The lines below, all of them, should be returned exactly as they appear.

[[ Source information open ]]

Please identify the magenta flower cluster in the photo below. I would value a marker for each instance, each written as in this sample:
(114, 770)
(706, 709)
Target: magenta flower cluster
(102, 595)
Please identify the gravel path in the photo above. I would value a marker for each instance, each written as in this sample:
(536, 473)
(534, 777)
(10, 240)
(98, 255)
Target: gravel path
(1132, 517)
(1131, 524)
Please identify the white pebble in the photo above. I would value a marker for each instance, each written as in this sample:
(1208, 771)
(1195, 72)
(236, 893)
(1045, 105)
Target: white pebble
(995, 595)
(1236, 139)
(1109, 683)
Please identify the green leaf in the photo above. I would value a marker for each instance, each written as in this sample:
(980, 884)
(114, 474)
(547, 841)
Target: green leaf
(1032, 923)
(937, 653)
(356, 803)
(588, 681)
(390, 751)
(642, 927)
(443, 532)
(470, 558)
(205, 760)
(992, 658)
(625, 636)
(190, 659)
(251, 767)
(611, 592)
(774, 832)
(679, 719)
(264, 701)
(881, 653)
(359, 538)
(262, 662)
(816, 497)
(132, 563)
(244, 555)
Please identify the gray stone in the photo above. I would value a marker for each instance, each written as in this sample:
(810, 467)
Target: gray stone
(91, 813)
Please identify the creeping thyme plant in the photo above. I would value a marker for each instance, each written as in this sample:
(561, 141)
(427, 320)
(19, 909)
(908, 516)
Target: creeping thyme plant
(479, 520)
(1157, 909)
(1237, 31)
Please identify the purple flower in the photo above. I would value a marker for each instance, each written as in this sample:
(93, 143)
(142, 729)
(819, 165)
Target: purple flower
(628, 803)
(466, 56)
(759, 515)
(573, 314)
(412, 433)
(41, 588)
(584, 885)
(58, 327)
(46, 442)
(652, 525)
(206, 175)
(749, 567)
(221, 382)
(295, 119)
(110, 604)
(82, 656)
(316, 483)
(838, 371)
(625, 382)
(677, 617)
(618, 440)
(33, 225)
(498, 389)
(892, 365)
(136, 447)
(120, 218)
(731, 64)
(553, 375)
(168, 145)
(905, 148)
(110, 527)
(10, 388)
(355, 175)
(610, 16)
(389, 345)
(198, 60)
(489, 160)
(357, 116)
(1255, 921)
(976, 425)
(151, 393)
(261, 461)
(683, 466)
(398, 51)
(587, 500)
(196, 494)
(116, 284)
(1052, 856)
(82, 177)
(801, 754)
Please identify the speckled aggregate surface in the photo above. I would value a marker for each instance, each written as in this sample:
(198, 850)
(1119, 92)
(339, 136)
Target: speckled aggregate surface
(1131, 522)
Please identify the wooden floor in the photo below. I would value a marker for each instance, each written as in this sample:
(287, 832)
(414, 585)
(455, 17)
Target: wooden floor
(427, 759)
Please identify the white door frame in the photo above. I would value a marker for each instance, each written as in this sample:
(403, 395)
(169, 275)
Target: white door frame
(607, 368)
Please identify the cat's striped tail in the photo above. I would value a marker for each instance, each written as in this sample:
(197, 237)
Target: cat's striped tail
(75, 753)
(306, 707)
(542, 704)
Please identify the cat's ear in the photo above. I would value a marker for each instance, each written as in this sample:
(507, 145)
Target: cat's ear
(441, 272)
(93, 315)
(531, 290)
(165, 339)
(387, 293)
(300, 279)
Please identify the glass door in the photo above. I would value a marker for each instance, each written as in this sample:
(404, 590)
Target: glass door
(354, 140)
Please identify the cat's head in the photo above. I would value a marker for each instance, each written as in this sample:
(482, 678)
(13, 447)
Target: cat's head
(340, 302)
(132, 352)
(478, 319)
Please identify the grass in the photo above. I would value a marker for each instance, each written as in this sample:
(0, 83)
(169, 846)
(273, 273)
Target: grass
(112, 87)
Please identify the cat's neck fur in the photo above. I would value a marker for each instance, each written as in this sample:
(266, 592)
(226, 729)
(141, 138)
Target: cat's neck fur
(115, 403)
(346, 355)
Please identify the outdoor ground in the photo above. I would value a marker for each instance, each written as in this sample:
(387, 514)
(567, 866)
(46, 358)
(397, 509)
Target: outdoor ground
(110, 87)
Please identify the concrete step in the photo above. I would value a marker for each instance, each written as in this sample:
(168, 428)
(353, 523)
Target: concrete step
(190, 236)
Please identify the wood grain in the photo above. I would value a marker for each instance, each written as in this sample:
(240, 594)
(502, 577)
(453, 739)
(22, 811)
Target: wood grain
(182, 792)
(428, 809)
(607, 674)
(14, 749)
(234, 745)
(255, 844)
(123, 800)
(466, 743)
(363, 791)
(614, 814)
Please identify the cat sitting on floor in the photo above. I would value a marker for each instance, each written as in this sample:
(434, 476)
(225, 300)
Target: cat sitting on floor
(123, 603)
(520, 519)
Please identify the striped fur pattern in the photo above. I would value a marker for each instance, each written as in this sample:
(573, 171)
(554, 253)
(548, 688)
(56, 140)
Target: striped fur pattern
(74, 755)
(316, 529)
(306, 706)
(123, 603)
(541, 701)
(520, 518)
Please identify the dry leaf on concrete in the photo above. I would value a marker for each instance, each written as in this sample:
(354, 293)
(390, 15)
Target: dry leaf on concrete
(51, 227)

[[ Source information closed ]]

▸ **Response to the exercise**:
Please identify the magenta flower cluster in the photo below. I would value a marker for each instance, each written as in this sample:
(114, 770)
(706, 709)
Target: magenta flower cluster
(102, 595)
Please identify the gravel path in the photo above. I would value a marker for each instance, each written as in this sample:
(536, 473)
(534, 777)
(10, 240)
(98, 255)
Target: gravel path
(1132, 517)
(1131, 524)
Please identify the white pebble in the photo above. I would value a marker for each instance, each written as in this sample:
(1208, 771)
(1195, 72)
(236, 893)
(1045, 105)
Target: white pebble
(995, 595)
(1236, 139)
(1109, 683)
Please identify the green leaf in the photo above. I would value a marker for each instance, each written as in this sample:
(980, 884)
(114, 474)
(547, 841)
Target: green leaf
(1032, 923)
(937, 653)
(356, 803)
(588, 681)
(390, 751)
(642, 927)
(443, 532)
(470, 558)
(205, 760)
(992, 658)
(625, 636)
(190, 659)
(251, 767)
(611, 592)
(774, 832)
(679, 719)
(264, 701)
(881, 653)
(359, 538)
(262, 662)
(816, 497)
(132, 563)
(244, 555)
Please identify the gray stone in the photo above. I would value a marker for each instance, each written as in this sample:
(810, 467)
Target: gray stone
(91, 813)
Please identify the creeping thyme plant in the photo above. I would value a marker for each instance, each written as in this sample:
(561, 141)
(427, 320)
(19, 909)
(908, 516)
Target: creeping thyme plant
(479, 520)
(1157, 909)
(1237, 31)
Please identify the purple flower in the photo above. I would value a marker for each instance, each written as in this sample:
(93, 143)
(142, 729)
(819, 165)
Target: purple flower
(628, 803)
(466, 56)
(759, 515)
(573, 314)
(412, 433)
(41, 588)
(584, 885)
(58, 327)
(46, 442)
(652, 525)
(206, 175)
(749, 567)
(221, 382)
(295, 119)
(110, 604)
(82, 656)
(316, 483)
(838, 371)
(625, 382)
(677, 617)
(618, 440)
(33, 225)
(498, 389)
(892, 365)
(136, 447)
(120, 218)
(731, 64)
(553, 375)
(168, 145)
(905, 148)
(110, 527)
(10, 388)
(355, 175)
(610, 16)
(389, 345)
(198, 60)
(489, 160)
(357, 116)
(1255, 921)
(976, 425)
(151, 393)
(261, 461)
(683, 466)
(398, 51)
(587, 500)
(196, 494)
(116, 284)
(1052, 856)
(82, 177)
(801, 754)
Please identify the speckled aggregate surface in the photo above. I would value a marker for each instance, each written as in this sample:
(198, 850)
(1119, 92)
(339, 136)
Target: speckled aggregate surface
(1131, 522)
Please identify the wooden floor in the photo below. I would value a marker for each instance, each written as in this sample:
(287, 832)
(414, 585)
(455, 17)
Target: wooden floor
(427, 759)
Please identify the white door frame in the photo above. I would value a marker for each instance, each written as in this sample:
(403, 395)
(169, 275)
Target: white door frame
(607, 368)
Please identify the cat's striped tail in the photo above. I would value a marker for each instance, each written as in this sample:
(197, 237)
Target: cat's striped tail
(75, 753)
(306, 707)
(542, 704)
Please identify the cat's ear in the photo above. I would value a marker for each instance, each written as in this sample:
(507, 145)
Target: cat's ear
(441, 272)
(93, 315)
(531, 290)
(165, 339)
(387, 293)
(300, 279)
Please identify the glass door in the photo above. I would value a marker for each instance, each written as in this sample:
(404, 590)
Target: glass door
(354, 140)
Please identify the cat's head in the photo above. I would value a marker for each instance, each written as in this sample:
(482, 678)
(13, 447)
Target: cat's head
(340, 302)
(132, 352)
(478, 319)
Please identify the grass in the photo above. I would value a marker for each instance, each written as in this sample:
(0, 83)
(169, 846)
(273, 273)
Target: grass
(112, 87)
Please identify the cat's neck fur in the photo above. I would value a marker for each instance, each written as in this sample:
(266, 592)
(226, 729)
(141, 138)
Target: cat's neck fur
(115, 403)
(346, 355)
Please identify the outdoor ground in the photo above. I would value a marker for each instance, each written as in this sample:
(387, 514)
(567, 866)
(46, 358)
(397, 509)
Target: outdoor ground
(110, 87)
Please identify the concrete step in the photo above. I would value a marker for each instance, each written as in this sample:
(168, 428)
(353, 523)
Target: concrete step
(190, 236)
Please identify the wood grain in the photo above. I would value a marker for each instance, each written as in this sample:
(240, 594)
(502, 577)
(453, 739)
(22, 811)
Target: wood grain
(182, 792)
(428, 809)
(607, 674)
(14, 749)
(234, 745)
(255, 844)
(123, 800)
(466, 743)
(363, 791)
(614, 814)
Please identify the cat sitting on floor in the photo above. I would value a marker for each instance, each written as in this sample:
(434, 476)
(225, 300)
Target: cat sitting on floor
(123, 603)
(520, 519)
Please identify the striped fur pattern in the photo above. I would value a marker for each instance, each written as in this sample:
(573, 171)
(554, 253)
(548, 688)
(56, 140)
Target: striped fur pattern
(74, 755)
(316, 529)
(306, 706)
(123, 603)
(541, 701)
(520, 518)
Please identify the dry leaf on concrete in the photo above. I would value a marker for each instance, each written as in this sample:
(354, 293)
(390, 15)
Target: dry leaf on concrete
(51, 227)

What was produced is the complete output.